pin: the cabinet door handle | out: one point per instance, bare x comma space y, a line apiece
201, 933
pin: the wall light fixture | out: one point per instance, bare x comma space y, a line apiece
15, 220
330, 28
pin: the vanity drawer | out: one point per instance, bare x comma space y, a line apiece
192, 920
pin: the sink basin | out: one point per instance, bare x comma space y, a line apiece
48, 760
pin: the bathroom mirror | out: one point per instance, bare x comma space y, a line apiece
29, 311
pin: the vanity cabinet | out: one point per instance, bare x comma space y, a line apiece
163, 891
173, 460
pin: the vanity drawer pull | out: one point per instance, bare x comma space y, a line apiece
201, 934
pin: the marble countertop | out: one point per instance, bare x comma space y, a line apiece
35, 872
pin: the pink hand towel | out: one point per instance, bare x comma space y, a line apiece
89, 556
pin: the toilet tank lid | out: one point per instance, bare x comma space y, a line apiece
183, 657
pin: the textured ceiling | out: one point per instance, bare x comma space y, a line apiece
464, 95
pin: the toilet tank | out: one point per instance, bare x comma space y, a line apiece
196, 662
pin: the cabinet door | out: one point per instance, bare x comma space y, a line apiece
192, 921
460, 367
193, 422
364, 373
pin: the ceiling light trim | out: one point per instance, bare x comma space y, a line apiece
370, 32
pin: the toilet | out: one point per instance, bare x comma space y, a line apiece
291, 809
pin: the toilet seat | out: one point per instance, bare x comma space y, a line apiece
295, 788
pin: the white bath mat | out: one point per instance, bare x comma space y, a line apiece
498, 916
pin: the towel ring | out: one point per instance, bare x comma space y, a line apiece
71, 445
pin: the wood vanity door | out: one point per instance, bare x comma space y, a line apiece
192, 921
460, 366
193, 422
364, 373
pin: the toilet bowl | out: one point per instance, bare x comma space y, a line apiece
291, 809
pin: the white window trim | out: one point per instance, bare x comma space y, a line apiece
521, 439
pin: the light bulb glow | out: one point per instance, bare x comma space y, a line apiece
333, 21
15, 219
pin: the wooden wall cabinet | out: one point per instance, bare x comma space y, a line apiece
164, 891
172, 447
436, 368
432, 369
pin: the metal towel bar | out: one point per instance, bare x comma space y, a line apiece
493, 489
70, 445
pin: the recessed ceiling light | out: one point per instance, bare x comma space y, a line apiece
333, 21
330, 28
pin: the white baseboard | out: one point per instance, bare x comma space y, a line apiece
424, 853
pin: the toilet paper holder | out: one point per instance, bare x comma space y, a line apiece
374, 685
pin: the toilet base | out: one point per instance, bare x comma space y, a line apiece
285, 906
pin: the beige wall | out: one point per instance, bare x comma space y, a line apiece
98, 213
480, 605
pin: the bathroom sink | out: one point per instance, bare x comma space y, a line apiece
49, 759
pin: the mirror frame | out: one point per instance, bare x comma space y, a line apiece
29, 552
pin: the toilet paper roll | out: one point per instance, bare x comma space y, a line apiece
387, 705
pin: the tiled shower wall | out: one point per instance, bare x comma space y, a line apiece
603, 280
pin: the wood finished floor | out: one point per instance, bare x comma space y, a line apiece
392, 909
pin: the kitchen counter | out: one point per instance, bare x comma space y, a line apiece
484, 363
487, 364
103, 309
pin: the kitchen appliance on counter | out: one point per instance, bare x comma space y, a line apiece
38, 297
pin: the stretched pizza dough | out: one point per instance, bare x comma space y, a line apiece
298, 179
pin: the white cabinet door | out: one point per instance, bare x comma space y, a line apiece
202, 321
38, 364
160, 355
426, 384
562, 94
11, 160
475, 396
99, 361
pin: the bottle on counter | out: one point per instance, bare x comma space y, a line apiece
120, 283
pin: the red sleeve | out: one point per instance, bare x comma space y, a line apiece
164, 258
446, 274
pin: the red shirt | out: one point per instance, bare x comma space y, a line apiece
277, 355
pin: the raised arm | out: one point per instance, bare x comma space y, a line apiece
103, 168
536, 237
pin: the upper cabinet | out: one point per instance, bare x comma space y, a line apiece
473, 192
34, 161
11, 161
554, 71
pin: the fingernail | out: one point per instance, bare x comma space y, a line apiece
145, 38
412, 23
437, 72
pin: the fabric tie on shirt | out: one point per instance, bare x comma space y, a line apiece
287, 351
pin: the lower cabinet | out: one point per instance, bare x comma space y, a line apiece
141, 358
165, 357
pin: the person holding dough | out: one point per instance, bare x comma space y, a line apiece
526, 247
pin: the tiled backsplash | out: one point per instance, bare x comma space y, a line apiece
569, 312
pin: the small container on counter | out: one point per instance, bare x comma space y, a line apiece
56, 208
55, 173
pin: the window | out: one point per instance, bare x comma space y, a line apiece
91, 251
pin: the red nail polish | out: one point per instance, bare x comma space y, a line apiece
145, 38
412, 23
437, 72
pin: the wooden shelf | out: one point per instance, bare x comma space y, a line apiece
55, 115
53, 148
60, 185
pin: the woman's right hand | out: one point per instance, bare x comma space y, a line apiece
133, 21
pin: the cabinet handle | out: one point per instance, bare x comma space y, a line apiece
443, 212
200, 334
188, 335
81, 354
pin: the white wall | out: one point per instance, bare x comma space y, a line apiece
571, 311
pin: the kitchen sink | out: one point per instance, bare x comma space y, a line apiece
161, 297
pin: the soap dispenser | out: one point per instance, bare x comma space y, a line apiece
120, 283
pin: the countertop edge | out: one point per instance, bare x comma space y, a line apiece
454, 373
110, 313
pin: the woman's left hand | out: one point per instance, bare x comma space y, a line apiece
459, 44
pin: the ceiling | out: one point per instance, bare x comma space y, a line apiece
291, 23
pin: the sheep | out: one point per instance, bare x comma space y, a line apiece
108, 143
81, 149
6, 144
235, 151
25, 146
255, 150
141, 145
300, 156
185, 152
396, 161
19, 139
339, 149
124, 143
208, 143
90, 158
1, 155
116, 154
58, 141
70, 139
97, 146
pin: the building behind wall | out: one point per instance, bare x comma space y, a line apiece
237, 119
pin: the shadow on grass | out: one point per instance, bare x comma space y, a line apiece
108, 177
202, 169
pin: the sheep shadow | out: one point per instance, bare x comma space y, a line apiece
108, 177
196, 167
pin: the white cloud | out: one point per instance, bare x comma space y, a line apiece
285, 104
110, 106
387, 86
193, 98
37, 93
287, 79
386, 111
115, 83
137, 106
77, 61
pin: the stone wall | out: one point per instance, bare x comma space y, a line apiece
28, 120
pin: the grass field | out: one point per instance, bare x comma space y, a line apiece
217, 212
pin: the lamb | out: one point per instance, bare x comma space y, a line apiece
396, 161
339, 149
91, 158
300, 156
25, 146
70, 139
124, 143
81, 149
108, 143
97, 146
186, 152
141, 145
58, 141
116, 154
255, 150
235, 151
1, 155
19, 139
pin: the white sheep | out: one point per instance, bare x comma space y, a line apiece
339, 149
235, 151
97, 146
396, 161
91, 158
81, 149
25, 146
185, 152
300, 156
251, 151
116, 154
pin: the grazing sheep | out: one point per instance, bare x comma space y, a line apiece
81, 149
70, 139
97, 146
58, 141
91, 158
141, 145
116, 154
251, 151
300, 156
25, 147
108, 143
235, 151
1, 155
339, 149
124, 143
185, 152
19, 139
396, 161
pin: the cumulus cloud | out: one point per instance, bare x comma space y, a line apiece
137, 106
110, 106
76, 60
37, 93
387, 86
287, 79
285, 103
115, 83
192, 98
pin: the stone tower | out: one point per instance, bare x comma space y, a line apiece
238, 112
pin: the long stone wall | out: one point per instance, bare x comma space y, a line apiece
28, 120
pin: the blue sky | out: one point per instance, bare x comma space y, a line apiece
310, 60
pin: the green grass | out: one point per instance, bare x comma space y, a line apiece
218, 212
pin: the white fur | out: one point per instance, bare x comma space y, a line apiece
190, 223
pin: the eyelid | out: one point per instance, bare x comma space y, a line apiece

**********

Take the data above and return it exactly.

pin: the cabinet door handle | out: one point per instance, bare x comma space y, a line apiece
201, 933
pin: the wall light fixture | out: one point per instance, bare x comma space y, a line apiece
15, 220
330, 28
pin: the vanity drawer | out: one point per instance, bare x comma space y, a line apiece
192, 920
pin: the sink basin | out: one point per instance, bare x comma space y, a line apiece
48, 760
pin: the bathroom mirror | out: one point per instance, bare x comma space y, a line apiece
29, 311
pin: the vanity cabinet | out: one point per instance, bare x comma space y, a line apiece
163, 891
173, 460
pin: the vanity drawer pull | out: one point per instance, bare x comma space y, a line apiece
201, 934
pin: the marble countertop | out: one point per instance, bare x comma space y, a line apiece
35, 872
pin: the pink hand towel | out: one point per instance, bare x comma space y, a line apiece
89, 556
pin: the toilet tank lid | out: one point per instance, bare x comma space y, a line apiece
183, 657
pin: the textured ceiling | out: one point per instance, bare x comma space y, a line apiece
464, 95
pin: the toilet tank | out: one point per instance, bare x comma space y, a line apiece
196, 662
pin: the cabinet door | out: one point per instance, bare x comma space y, a line apiece
192, 921
460, 367
193, 422
364, 373
pin: the ceiling light trim | out: one point per instance, bare x comma space y, a line apiece
370, 32
pin: the toilet | out: one point per instance, bare x comma space y, a line apiece
291, 809
pin: the toilet seat | out: one point per instance, bare x comma space y, a line apiece
295, 788
pin: the white bath mat | out: one point per instance, bare x comma space y, a line apiece
498, 916
pin: the towel ring | out: one point per instance, bare x comma space y, a line apiece
71, 445
pin: the wood vanity door | out: one point per instance, bare x comma space y, a line apiece
192, 921
460, 366
193, 422
364, 373
pin: the toilet bowl | out: one point per instance, bare x comma space y, a line apiece
291, 809
pin: the white window trim | out: one point per instance, bare x comma space y, a line apiece
521, 439
pin: the light bulb glow | out: one point per instance, bare x comma space y, a line apiece
333, 21
15, 219
pin: the wooden wall cabinet | out: one point per instance, bare x comma space y, a line apiece
164, 891
172, 447
436, 368
432, 369
pin: the metal towel bar | out: one point per instance, bare x comma space y, a line apiece
493, 489
70, 445
pin: the recessed ceiling light | out: one point per instance, bare x comma space y, a line apiece
333, 21
330, 28
pin: the white baseboard | out: one point per instance, bare x comma space y, a line apiece
424, 853
pin: the toilet paper holder | out: one point per instance, bare x comma space y, a line apiece
374, 685
pin: the toilet base | out: one point per instance, bare x comma space y, a line apiece
285, 906
pin: the beige wall | out: one point per instance, bare x comma space y, a line apiece
98, 213
480, 605
pin: the bathroom sink | out: one point per instance, bare x comma space y, a line apiece
49, 759
pin: the mirror frame | out: one point per instance, bare x comma space y, a line apiece
29, 552
pin: the toilet paper roll | out: one point per instance, bare x comma space y, a line apiece
387, 705
pin: the tiled shower wall | out: one point per instance, bare x comma space y, a line apiece
603, 280
pin: the wood finished floor | out: one point per instance, bare x comma space y, a line apiece
392, 909
pin: the kitchen counter | out: one point per instance, bare x comma space y, a line apiece
484, 363
487, 364
103, 309
pin: the kitchen appliance on counter | out: one point per instance, bare x comma space y, a line apiece
38, 297
pin: the stretched pizza dough | out: one point per instance, bare x comma space y, a line apiece
298, 179
pin: the white cabinet door | out: one point per instance, bare x comma space y, a line apiece
202, 321
38, 364
160, 355
426, 384
562, 94
11, 160
475, 396
99, 361
pin: the bottle on counter | out: one point per instance, bare x comma space y, a line apiece
120, 283
pin: the red sleeve | out: one point per instance, bare x comma space y, a line apiece
164, 258
446, 274
pin: the red shirt | out: one point per instance, bare x comma space y, a line apiece
277, 355
pin: the raised arm | out: one point per instance, bare x comma space y, a line apiece
103, 168
536, 237
pin: the upper cabinet | out: one point per instance, bare x comma space y, a line apiece
473, 192
34, 161
11, 161
554, 71
pin: the fingernail | out: one point per instance, bare x comma space y, a line apiece
145, 38
412, 23
437, 72
pin: the fabric tie on shirt | out: one point per instance, bare x comma space y, a line apiece
287, 351
pin: the lower cabinet | out: one point per instance, bare x comma space y, a line apiece
141, 358
165, 357
pin: the person holding dough | out: one point per instance, bare x comma space y, a line apiece
526, 247
pin: the tiled backsplash | out: one point per instance, bare x comma space y, a line apiece
569, 312
pin: the small container on counter | out: one point per instance, bare x comma space y, a line apiece
56, 208
55, 173
pin: the window | out: one point per instance, bare x comma space y, a line apiece
91, 251
pin: the red nail polish | out: one point per instance, bare x comma space y, a line apiece
145, 38
412, 23
437, 72
pin: the wooden shelf | out: one point per instance, bare x comma space y, a line apiece
55, 115
53, 148
60, 185
pin: the woman's right hand | out: one point per instance, bare x comma space y, a line apiece
133, 21
pin: the cabinet handle | out: one point per instance, bare x comma space y, a line apiece
443, 212
200, 334
188, 335
81, 354
pin: the white wall | out: one point per instance, bare x comma space y, a line apiece
571, 311
pin: the kitchen sink | out: one point per instance, bare x comma space y, a line apiece
161, 297
pin: the soap dispenser | out: one point per instance, bare x comma space y, a line apiece
120, 283
pin: the countertop edge | out: one point per instance, bare x comma space y, a line apiece
454, 373
110, 313
pin: the woman's left hand | out: one point per instance, bare x comma space y, a line apiece
459, 44
pin: the ceiling | out: one point per instance, bare x comma space y, a line apiece
291, 23
pin: the sheep | out: one point per instance, bare x comma space y, a line apiece
108, 143
81, 149
6, 144
235, 151
25, 146
255, 150
141, 145
300, 156
185, 152
396, 161
19, 139
339, 149
124, 143
208, 143
90, 158
1, 155
116, 154
58, 141
70, 139
97, 146
pin: the building behind wall | out: one point per instance, bare x comma space y, a line apiece
237, 119
pin: the shadow on grass | out: one point per instance, bare x comma space y, a line apiece
108, 177
202, 169
pin: the sheep shadow | out: one point per instance, bare x comma space y, a line apiece
108, 177
196, 167
pin: the white cloud | out: one point per instance, bare x comma space y, a line apiece
285, 104
110, 106
387, 86
193, 98
37, 93
287, 79
386, 111
115, 83
137, 106
77, 61
pin: the stone wall | out: one point per instance, bare x comma space y, a line apiece
28, 120
pin: the grass field | out: one point per instance, bare x comma space y, a line apiece
217, 212
pin: the lamb | out: one point per instance, bare x comma space y, a line apiece
396, 161
339, 149
91, 158
300, 156
25, 146
70, 139
124, 143
81, 149
108, 143
97, 146
186, 152
141, 145
58, 141
116, 154
255, 150
235, 151
1, 155
19, 139
pin: the white sheep | out: one point per instance, bare x comma space y, a line apiece
339, 149
235, 151
97, 146
396, 161
91, 158
81, 149
25, 146
185, 152
300, 156
251, 151
116, 154
pin: the grazing sheep | out: one point per instance, bare x comma space y, a line apiece
81, 149
70, 139
97, 146
58, 141
91, 158
141, 145
116, 154
251, 151
300, 156
25, 147
108, 143
235, 151
1, 155
339, 149
124, 143
185, 152
19, 139
396, 161
pin: the cumulus cloud | out: one point per instance, bare x comma space y, a line apiece
137, 106
110, 106
76, 60
37, 93
387, 86
287, 79
285, 103
115, 83
192, 98
pin: the stone tower | out: one point per instance, bare x comma space y, a line apiece
238, 112
pin: the long stone wall | out: one point per instance, bare x comma space y, a line apiece
28, 120
pin: the blue sky | out: one point per instance, bare x comma space y, a line apiece
310, 60
pin: the green grass | out: one point per instance, bare x comma space y, a line apiece
218, 212
pin: the white fur | out: one point per instance, bare x comma space y, a line apiece
190, 223
pin: the eyelid | out: one point per instance, bare x comma space y, a line apiece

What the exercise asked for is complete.